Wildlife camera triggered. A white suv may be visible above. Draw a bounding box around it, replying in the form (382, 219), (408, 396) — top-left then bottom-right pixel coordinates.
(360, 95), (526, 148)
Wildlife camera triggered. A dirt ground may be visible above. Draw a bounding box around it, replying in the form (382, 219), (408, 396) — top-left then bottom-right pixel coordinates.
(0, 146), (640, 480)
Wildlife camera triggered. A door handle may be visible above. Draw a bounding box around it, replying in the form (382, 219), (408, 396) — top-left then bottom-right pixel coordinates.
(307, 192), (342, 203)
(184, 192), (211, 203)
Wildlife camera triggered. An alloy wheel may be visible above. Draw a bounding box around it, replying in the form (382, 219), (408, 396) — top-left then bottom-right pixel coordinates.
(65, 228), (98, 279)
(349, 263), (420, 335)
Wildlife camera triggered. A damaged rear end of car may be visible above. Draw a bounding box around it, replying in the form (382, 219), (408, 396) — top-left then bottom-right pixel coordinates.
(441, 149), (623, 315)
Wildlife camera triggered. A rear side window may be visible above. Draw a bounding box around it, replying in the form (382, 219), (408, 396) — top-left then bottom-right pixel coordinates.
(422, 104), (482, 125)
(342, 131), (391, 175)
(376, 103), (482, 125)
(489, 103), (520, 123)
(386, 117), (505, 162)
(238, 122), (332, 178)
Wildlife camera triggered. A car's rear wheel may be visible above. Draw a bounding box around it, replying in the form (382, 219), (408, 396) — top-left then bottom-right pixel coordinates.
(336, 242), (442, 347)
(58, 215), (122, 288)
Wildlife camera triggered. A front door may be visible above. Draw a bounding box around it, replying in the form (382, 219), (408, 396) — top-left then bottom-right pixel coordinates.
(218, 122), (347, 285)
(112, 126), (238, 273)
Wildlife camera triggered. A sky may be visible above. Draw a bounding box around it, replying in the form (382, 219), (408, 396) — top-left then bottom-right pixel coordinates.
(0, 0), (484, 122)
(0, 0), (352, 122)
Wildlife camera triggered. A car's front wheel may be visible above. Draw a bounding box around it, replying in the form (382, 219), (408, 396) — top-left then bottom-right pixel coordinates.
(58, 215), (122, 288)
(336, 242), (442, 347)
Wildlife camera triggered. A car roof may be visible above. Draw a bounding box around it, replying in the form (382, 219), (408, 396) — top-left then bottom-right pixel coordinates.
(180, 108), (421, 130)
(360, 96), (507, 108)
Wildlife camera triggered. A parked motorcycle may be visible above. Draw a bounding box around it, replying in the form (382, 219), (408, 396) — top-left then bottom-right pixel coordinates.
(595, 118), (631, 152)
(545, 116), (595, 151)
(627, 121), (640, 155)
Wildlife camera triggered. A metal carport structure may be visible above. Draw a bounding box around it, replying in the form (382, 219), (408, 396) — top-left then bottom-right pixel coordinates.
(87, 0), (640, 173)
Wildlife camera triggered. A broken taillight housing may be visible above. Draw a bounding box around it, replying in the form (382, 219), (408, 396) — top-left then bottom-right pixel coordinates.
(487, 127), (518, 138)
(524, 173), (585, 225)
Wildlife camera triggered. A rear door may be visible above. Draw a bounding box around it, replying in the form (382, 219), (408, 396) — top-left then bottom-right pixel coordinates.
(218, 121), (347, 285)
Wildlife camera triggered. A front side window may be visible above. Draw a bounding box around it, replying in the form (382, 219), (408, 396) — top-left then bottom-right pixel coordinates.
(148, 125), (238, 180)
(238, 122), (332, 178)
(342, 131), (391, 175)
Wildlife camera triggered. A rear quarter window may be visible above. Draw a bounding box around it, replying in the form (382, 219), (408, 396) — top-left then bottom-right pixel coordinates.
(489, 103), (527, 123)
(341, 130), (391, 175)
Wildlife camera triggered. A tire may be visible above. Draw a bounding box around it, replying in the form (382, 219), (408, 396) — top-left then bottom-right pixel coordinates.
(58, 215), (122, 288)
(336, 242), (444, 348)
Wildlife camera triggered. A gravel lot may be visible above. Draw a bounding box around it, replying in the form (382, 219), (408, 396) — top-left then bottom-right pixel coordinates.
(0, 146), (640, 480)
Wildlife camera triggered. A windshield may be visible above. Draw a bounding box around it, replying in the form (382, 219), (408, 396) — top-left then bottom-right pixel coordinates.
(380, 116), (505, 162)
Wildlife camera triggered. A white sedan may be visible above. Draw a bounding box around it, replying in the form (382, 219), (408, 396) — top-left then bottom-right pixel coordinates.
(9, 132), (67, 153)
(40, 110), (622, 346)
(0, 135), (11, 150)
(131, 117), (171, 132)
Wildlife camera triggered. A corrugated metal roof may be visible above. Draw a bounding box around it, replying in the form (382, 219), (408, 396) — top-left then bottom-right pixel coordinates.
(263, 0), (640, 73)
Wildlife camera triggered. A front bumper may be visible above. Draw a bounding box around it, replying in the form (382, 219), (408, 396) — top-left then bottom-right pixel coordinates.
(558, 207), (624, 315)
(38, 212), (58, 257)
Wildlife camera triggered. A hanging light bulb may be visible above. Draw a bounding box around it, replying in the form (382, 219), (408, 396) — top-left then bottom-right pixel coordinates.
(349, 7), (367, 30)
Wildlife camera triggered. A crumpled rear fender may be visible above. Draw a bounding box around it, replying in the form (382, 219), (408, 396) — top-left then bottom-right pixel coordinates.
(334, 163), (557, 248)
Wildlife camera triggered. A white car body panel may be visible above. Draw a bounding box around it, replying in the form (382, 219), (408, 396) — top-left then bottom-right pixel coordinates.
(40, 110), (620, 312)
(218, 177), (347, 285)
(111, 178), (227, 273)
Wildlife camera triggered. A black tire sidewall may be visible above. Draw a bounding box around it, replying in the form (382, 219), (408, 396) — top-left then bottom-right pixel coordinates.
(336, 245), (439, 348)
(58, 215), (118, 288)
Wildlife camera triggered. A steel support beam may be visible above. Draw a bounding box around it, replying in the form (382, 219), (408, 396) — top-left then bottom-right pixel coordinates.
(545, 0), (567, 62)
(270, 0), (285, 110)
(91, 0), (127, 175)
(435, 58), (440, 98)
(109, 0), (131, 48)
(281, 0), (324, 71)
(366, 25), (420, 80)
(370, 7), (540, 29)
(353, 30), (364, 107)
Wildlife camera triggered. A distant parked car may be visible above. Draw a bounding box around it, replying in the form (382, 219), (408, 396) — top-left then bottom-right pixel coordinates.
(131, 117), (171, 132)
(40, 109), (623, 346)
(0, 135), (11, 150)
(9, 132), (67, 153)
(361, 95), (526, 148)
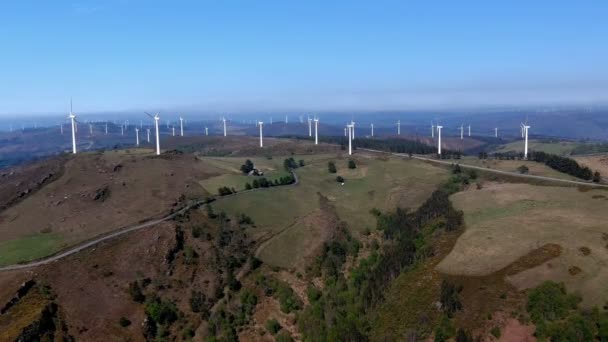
------------------------------------------------
### [DIRECTION]
Extract all of the lines above verbatim, leaving the pictures out of your reply.

### [RESPONSE FOR THIS EXERCISE]
Wildlife camera triggered. A white suv may be visible above. Draw a bounding box around it, replying in the form (382, 219), (408, 396) — top-left then bottom-right pixel coordinates.
(360, 95), (526, 148)
Wildlife camera triggered. A dirt ground may be visible above. Draw a bounding box around it, replying in the form (382, 219), (408, 396) — top-left then bottom-right pixel coordinates.
(0, 146), (640, 480)
Wildlife camera triggered. A door handle may be visible above. Draw a bounding box around it, replying in the form (382, 219), (408, 396) — top-left then bottom-right pixel coordinates.
(307, 192), (342, 203)
(184, 192), (211, 203)
Wildlife camera triggered. An alloy wheel may be visible above. Draw a bounding box around it, replying in the form (382, 219), (408, 396) — top-left then bottom-right pixel coordinates.
(65, 228), (98, 279)
(349, 263), (420, 335)
Wildlife camera triggered. A damaged rear end of car may be visible above. Draw a bounding box around it, replying in the form (382, 219), (408, 396) — top-left then bottom-right pixel coordinates.
(441, 149), (623, 315)
Wildlife camera triggered. A rear side window may be visible above. Draw a bounding box around it, replying in the form (382, 219), (408, 396) — top-left then bottom-right pixel coordinates.
(422, 104), (482, 125)
(342, 131), (391, 175)
(376, 103), (482, 125)
(489, 103), (520, 123)
(386, 117), (505, 162)
(238, 122), (332, 178)
Wildlife camera triggered. A car's rear wheel may be visible above. Draw a bounding box around it, replying in the form (382, 219), (408, 396) — top-left then bottom-right pixel coordinates.
(336, 242), (442, 347)
(58, 215), (122, 288)
Wildlife camera triggered. A front door may be visible above. Draw a bounding box around it, replying in the form (382, 219), (408, 396) — top-left then bottom-right pixel coordinates.
(218, 122), (347, 285)
(112, 126), (238, 273)
Wildlife camera triggered. A sky may be visible above. Draw a bounding box around it, replying in the form (382, 219), (408, 396) — top-left then bottom-right pixel coordinates.
(0, 0), (484, 122)
(0, 0), (352, 122)
Wildlife camera triggered. A car's front wheel may be visible above. Draw a bounding box around it, replying in the form (382, 219), (408, 396) — top-left then bottom-right pixel coordinates.
(58, 215), (122, 288)
(336, 242), (442, 347)
Wildlife camera triggered. A car roof may be visible above. Draw a bounding box around it, replying in the form (382, 219), (408, 396) — top-left then bottom-right pixel coordinates.
(180, 108), (421, 130)
(360, 96), (507, 108)
Wildlife camera triggered. A parked motorcycle may be visible above. Draw a bounding box around it, replying in the form (382, 219), (408, 396) — top-left then bottom-right pixel coordinates.
(595, 118), (631, 152)
(545, 116), (595, 151)
(627, 121), (640, 155)
Wildlife camera triggered. A metal carport structure may be visible above. Draw a bounding box around it, replying in the form (382, 219), (408, 396) — top-left then bottom-right pixel coordinates.
(87, 0), (640, 173)
Wildlife camera triggered. A broken taillight housing may be visible above. Draw a bounding box around it, replying in the form (382, 219), (408, 396) — top-left then bottom-right pixel coordinates.
(487, 127), (518, 138)
(524, 173), (585, 225)
Wildlife camera triggered. A rear door may be visible above. Draw a bounding box around it, replying in the form (382, 219), (408, 396) — top-left then bottom-right pixel coordinates.
(218, 121), (347, 285)
Wildlife camera triggered. A front side window may be visible above. Draw a bounding box around it, replying in the form (382, 219), (408, 396) — top-left then bottom-right pixel coordinates.
(148, 125), (238, 180)
(238, 122), (332, 178)
(342, 131), (391, 175)
Wildlife camera triggered. A rear quarter window may be visible above. Draw a bounding box around it, replying in the form (382, 219), (408, 396) — top-left then bottom-right pixel coordinates.
(489, 103), (527, 123)
(341, 130), (391, 175)
Wildlife camera triggered. A tire may be visible above. Draw a bounding box around it, replying in the form (382, 219), (408, 396) — top-left then bottom-right pixel coordinates.
(58, 215), (122, 288)
(336, 242), (444, 348)
Wildlife camera triggered. A gravel lot may be visible above. Draw a bounding box around it, replying in the form (382, 219), (408, 396) — top-left then bottom-right pixel coordinates.
(0, 146), (640, 480)
Wildlife camera triggered. A windshield may be visible above. Draw a bounding box around it, replying in the form (382, 219), (408, 396) — top-left then bottom-right pixel coordinates.
(380, 116), (505, 162)
Wildlife camera triggered. A white sedan may be visible above. Draw a bounding box around it, replying in the form (382, 219), (408, 396) — top-left then bottom-right pixel coordinates.
(9, 132), (67, 153)
(40, 110), (622, 346)
(0, 135), (11, 150)
(131, 117), (171, 132)
Wildlife camera triggered. A corrugated metal roof may be visible above. Draw a bounding box around it, replying in the form (382, 219), (408, 396) — top-left then bottom-right pixel coordinates.
(263, 0), (640, 73)
Wildlife camera triggered. A front bumper may be visible above. Draw a bounding box around it, replying in the form (382, 219), (408, 396) — top-left then bottom-right pixel coordinates.
(558, 207), (624, 315)
(38, 212), (58, 257)
Wildlife camera triggered. A hanging light bulb may be visible above. Draw a bounding box around it, replying in the form (382, 219), (408, 396) — top-left then bottom-right pixel coordinates.
(349, 7), (367, 30)
Wildlife camera triggered. A crumpled rear fender may be visible above. Draw a bounding box around it, replying in the form (382, 219), (408, 396) — top-left then bottom-right pixel coordinates.
(334, 163), (557, 248)
Wildlife camera triggered. A white car body panel may be visible above. Draw a bounding box around it, replying in the form (382, 219), (408, 396) — top-left then bottom-right pixel coordinates.
(40, 110), (620, 312)
(218, 177), (347, 285)
(111, 178), (227, 273)
Wildlife camera triggered. A black tire sidewall may be visible above. Draw a bounding box around it, replying in the form (382, 219), (408, 396) — top-left then bottom-right pixel coordinates.
(336, 245), (439, 348)
(58, 215), (118, 288)
Wildlife camera triggered. A steel support beam may be visible above. Draw a bounding box around it, replying in the form (382, 219), (408, 396) — top-left then bottom-right pixel coordinates.
(545, 0), (567, 62)
(270, 0), (285, 110)
(91, 0), (127, 175)
(435, 58), (440, 98)
(109, 0), (131, 48)
(281, 0), (324, 71)
(366, 25), (420, 80)
(370, 7), (540, 29)
(353, 30), (364, 107)
Wildlife camera triggered. A distant parked car may be visible above. Draw a bounding box around it, replying in the form (382, 219), (408, 396) — top-left then bottom-right pixel coordinates.
(131, 117), (171, 132)
(40, 109), (623, 346)
(0, 135), (11, 150)
(9, 132), (67, 153)
(361, 95), (526, 148)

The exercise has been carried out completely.